**Set exercise**
Turn the lines below into a Markdown table with two columns, Row and Line, giving each line its own numbered row and omitting any blank lines.

Excerpts of pointing data
==============================
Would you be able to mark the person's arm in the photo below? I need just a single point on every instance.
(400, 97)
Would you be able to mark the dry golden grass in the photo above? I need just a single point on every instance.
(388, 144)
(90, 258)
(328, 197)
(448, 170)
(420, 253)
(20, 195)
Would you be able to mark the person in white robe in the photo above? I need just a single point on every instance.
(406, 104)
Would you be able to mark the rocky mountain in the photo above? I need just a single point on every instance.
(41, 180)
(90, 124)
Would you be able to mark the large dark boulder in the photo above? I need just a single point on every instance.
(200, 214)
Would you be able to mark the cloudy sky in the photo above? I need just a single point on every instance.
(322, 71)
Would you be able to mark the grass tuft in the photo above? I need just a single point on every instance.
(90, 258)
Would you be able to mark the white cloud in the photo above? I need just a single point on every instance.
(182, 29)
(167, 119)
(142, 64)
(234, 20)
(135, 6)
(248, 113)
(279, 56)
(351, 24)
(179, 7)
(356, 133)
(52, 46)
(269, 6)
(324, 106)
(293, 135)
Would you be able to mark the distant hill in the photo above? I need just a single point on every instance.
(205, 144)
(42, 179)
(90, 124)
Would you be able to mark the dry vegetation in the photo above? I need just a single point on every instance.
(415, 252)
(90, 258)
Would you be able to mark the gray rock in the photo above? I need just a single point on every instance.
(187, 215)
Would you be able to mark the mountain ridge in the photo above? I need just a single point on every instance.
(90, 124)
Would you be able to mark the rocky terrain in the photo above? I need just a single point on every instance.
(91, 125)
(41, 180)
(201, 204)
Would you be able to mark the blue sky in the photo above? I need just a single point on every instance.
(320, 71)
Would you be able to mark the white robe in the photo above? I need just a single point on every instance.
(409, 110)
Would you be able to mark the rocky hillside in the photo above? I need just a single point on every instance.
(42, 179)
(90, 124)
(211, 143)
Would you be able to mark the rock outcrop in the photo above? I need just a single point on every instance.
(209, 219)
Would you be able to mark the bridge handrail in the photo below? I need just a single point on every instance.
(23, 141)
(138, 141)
==============================
**Answer to this exercise**
| Row | Line |
|---|---|
| 1 | Would you be able to mark the person's arm in the photo below? I need just a single point on every instance. |
| 2 | (400, 97) |
| 3 | Would you be able to mark the dry golden grass in the photo above? I need just a single point on every instance. |
| 4 | (388, 144) |
| 5 | (90, 258) |
| 6 | (328, 197) |
| 7 | (448, 170) |
| 8 | (420, 253) |
| 9 | (20, 195) |
| 10 | Would you be able to mark the person in white robe in the photo above? I need just a single point on every instance. |
| 11 | (406, 104) |
| 12 | Would you be able to mark the rocky mountain in the photo above? I need just a single point on every instance. |
| 13 | (41, 180) |
| 14 | (90, 124) |
| 15 | Would you be able to mark the large dark boulder in the photo above? I need just a single point on every instance. |
| 16 | (200, 214) |
| 17 | Would you be able to mark the cloudy sky in the photo above? I need just a single point on every instance. |
| 18 | (322, 71) |
| 19 | Would you be able to mark the grass tuft in the photo above? I need just a single point on every instance. |
| 20 | (90, 258) |
| 21 | Would you be able to mark the white cloud in the photo above? I need just a single point on every instance. |
| 22 | (182, 29) |
| 23 | (167, 119) |
| 24 | (142, 64) |
| 25 | (234, 20) |
| 26 | (135, 6) |
| 27 | (248, 113) |
| 28 | (279, 56) |
| 29 | (351, 24) |
| 30 | (179, 7) |
| 31 | (356, 133) |
| 32 | (52, 46) |
| 33 | (269, 6) |
| 34 | (324, 106) |
| 35 | (293, 135) |
| 36 | Would you be able to mark the distant hill in the photo above? I need just a single point on every instance. |
| 37 | (205, 144) |
| 38 | (42, 179) |
| 39 | (90, 124) |
| 40 | Would you be able to mark the dry vegetation in the photo above? I need just a single point on every instance. |
| 41 | (415, 252) |
| 42 | (90, 258) |
| 43 | Would you be able to mark the gray rock in the photo above? I need just a single point on every instance. |
| 44 | (187, 215) |
| 45 | Would you be able to mark the mountain ridge in the photo above? I need just a single point on every instance. |
| 46 | (90, 124) |
| 47 | Would you be able to mark the rocky terrain in the photo above? I need just a single point on every instance. |
| 48 | (91, 125) |
| 49 | (41, 180) |
| 50 | (201, 204) |
| 51 | Would you be able to mark the blue sky in the photo above? I need just a single point on every instance. |
| 52 | (320, 71) |
| 53 | Would you be able to mark the white robe in the photo above? I need just a single point on every instance. |
| 54 | (409, 110) |
| 55 | Would you be able to mark the rocky hillside in the photo above? I need just a single point on every instance. |
| 56 | (42, 179) |
| 57 | (90, 124) |
| 58 | (211, 143) |
| 59 | Would you be able to mark the rock outcrop in the photo above? I need just a single point on every instance. |
| 60 | (209, 219) |
| 61 | Would you be able to mark the bridge handrail in the photo below? I need just a single point on every instance. |
| 62 | (23, 141) |
| 63 | (138, 141) |